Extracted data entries
┄┄┄┄┄┄┄┄┄┄

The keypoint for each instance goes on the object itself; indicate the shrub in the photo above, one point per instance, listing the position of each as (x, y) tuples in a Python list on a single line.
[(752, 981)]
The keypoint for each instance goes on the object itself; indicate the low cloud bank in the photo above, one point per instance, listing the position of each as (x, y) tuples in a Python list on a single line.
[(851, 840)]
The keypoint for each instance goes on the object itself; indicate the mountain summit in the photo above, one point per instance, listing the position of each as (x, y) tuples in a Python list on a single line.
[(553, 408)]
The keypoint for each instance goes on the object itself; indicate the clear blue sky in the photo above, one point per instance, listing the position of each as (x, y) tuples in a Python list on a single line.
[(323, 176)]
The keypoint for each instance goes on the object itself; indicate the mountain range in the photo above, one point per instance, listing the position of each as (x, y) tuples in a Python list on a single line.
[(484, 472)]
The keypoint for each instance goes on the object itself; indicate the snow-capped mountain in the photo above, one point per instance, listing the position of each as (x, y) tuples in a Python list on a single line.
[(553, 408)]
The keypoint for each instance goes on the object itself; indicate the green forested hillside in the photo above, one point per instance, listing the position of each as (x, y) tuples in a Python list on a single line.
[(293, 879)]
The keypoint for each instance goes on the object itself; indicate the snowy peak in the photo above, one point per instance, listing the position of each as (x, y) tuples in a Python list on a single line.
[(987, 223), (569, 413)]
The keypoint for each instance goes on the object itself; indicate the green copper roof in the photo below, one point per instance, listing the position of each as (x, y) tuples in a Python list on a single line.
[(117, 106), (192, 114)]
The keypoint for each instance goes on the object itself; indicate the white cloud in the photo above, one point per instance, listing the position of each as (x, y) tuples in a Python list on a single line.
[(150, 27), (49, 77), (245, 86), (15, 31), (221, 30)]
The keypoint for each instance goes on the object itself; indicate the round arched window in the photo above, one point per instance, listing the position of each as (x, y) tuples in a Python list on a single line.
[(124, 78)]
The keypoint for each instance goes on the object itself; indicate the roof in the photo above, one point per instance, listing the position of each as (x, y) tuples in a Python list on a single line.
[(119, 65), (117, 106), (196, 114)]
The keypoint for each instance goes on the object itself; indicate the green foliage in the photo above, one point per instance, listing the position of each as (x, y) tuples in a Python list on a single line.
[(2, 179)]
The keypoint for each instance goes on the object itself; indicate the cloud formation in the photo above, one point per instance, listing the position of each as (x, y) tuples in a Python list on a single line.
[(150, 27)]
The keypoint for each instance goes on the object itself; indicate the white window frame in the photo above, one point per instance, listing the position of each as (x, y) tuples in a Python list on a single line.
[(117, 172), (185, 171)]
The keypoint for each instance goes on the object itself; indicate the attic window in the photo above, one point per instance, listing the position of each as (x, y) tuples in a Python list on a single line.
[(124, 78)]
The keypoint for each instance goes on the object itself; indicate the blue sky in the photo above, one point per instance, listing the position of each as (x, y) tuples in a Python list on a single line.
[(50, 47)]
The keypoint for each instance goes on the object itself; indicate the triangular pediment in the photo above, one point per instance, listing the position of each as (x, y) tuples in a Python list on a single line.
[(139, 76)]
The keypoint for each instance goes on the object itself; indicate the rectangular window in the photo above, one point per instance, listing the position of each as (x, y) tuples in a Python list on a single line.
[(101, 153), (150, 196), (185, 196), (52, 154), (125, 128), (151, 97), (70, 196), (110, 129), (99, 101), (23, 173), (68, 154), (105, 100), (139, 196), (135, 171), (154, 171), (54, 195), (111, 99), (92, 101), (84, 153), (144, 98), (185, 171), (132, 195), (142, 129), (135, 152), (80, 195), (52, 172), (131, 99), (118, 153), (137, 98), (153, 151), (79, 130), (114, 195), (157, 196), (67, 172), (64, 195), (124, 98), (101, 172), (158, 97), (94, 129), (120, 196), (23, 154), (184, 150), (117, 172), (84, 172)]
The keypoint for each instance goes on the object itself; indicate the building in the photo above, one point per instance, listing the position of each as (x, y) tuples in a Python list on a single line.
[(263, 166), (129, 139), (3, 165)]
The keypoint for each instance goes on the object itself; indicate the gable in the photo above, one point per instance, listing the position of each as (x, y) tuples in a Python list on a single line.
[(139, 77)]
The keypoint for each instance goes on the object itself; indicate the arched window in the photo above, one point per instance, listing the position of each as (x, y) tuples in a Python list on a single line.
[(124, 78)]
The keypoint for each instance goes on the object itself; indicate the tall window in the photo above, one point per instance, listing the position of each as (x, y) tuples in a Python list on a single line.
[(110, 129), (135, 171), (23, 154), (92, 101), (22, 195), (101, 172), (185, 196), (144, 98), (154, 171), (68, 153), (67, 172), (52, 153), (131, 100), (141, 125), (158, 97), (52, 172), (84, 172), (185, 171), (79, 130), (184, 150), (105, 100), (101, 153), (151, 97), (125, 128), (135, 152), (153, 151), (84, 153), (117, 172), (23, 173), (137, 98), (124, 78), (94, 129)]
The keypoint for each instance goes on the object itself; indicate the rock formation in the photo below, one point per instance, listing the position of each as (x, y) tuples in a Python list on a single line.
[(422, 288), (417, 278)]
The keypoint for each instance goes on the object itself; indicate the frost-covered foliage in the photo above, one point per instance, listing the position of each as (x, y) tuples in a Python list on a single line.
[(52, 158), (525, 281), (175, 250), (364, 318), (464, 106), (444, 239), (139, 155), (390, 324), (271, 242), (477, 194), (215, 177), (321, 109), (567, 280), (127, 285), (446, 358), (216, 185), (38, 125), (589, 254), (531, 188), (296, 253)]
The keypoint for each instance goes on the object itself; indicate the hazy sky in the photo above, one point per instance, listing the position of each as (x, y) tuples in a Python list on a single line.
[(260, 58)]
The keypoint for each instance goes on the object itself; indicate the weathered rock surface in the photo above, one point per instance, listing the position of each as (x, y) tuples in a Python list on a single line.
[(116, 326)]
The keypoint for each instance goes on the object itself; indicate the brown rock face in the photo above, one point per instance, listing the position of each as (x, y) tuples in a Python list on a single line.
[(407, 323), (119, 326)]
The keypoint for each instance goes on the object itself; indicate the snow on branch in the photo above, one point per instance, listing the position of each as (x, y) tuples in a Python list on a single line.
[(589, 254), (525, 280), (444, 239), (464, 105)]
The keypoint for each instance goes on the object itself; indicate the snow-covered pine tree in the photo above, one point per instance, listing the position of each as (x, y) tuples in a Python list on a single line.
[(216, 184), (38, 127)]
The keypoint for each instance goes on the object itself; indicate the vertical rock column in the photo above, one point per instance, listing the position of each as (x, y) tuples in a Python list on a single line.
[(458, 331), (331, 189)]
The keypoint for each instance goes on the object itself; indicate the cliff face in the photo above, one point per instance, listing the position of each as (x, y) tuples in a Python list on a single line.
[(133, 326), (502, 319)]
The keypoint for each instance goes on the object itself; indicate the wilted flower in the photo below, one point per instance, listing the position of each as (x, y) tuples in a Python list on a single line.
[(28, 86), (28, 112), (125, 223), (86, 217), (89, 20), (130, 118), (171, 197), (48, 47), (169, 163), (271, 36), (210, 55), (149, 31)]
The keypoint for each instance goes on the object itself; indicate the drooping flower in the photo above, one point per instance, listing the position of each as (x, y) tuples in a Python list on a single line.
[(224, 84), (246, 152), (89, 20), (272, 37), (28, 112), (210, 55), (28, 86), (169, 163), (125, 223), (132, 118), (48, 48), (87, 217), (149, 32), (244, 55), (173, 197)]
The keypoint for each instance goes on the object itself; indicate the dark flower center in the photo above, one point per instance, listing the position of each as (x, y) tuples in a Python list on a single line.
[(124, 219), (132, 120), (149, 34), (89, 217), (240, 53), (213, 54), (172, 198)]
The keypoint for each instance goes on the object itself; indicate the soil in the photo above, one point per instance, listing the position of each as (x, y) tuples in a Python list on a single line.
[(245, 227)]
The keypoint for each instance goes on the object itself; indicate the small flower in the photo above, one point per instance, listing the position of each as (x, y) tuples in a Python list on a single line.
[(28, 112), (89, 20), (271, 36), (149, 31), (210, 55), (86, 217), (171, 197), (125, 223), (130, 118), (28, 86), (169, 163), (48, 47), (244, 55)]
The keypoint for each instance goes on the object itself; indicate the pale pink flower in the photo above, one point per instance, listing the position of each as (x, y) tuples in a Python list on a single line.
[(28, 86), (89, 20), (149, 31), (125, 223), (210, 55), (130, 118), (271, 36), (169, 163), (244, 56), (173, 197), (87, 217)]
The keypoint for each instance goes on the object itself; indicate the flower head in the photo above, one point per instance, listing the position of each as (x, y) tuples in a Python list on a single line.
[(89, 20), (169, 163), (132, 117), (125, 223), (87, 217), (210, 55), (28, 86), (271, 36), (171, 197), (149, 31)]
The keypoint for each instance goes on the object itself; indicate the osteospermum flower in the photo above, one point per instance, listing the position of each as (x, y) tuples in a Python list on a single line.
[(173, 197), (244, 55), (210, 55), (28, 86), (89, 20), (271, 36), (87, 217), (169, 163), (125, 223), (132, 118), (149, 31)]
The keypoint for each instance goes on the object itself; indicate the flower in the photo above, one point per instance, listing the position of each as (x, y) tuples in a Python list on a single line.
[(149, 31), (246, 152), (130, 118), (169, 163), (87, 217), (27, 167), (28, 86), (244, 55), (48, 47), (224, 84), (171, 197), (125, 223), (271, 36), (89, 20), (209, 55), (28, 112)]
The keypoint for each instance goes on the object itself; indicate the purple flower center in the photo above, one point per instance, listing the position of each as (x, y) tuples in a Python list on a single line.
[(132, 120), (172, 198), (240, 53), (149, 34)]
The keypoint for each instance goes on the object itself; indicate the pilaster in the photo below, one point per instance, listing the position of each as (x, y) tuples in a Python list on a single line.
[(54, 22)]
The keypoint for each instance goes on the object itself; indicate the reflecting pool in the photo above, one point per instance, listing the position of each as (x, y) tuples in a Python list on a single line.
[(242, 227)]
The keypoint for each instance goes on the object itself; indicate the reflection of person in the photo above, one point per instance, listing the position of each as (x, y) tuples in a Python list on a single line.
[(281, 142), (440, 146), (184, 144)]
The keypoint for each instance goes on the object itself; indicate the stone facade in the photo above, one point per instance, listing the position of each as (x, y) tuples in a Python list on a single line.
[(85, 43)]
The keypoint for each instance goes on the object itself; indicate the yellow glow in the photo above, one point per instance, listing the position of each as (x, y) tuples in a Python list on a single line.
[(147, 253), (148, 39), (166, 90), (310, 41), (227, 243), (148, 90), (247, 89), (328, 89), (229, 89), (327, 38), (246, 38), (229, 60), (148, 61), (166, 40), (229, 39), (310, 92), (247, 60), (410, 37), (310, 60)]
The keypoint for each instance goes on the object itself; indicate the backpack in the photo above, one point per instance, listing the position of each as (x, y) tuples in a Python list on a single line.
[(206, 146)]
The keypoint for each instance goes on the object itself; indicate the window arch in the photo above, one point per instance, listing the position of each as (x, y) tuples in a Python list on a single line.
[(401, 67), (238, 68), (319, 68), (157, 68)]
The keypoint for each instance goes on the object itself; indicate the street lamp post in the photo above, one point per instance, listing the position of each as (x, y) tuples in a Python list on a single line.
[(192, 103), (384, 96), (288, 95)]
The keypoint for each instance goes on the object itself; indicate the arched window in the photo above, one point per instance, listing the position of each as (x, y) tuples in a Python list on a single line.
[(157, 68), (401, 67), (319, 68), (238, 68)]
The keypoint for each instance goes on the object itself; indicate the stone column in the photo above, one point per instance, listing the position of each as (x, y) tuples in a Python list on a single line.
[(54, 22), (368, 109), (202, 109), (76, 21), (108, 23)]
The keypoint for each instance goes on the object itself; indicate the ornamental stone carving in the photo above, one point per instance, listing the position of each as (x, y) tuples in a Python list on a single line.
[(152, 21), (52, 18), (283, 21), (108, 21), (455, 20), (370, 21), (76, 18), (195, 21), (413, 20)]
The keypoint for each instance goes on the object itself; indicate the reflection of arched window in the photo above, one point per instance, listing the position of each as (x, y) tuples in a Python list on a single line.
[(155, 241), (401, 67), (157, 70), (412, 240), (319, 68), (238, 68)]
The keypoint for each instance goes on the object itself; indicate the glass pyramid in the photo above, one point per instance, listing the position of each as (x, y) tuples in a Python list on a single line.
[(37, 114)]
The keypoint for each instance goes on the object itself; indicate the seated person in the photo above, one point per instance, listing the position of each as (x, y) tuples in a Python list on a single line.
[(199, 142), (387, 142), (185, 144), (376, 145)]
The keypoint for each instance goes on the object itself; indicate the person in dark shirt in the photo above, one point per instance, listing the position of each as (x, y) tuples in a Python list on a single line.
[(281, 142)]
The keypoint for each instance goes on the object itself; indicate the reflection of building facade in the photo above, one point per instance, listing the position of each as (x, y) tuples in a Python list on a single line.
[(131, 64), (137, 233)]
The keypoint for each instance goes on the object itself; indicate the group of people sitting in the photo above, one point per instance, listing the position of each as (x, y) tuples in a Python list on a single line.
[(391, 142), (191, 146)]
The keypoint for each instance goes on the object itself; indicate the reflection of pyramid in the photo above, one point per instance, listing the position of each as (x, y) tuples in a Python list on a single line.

┄┄┄┄┄┄┄┄┄┄

CHALLENGE
Rewrite the material from its start through the line containing "[(752, 981)]", keeping the requests, and add 148 to every coordinate in the answers.

RESPONSE TO THIS TASK
The keypoint for each instance goes on the object itself; indicate the shrub in the photo above, one point per instance, listing the position of each as (x, y) tuples in a Python list on a single line.
[(900, 1129)]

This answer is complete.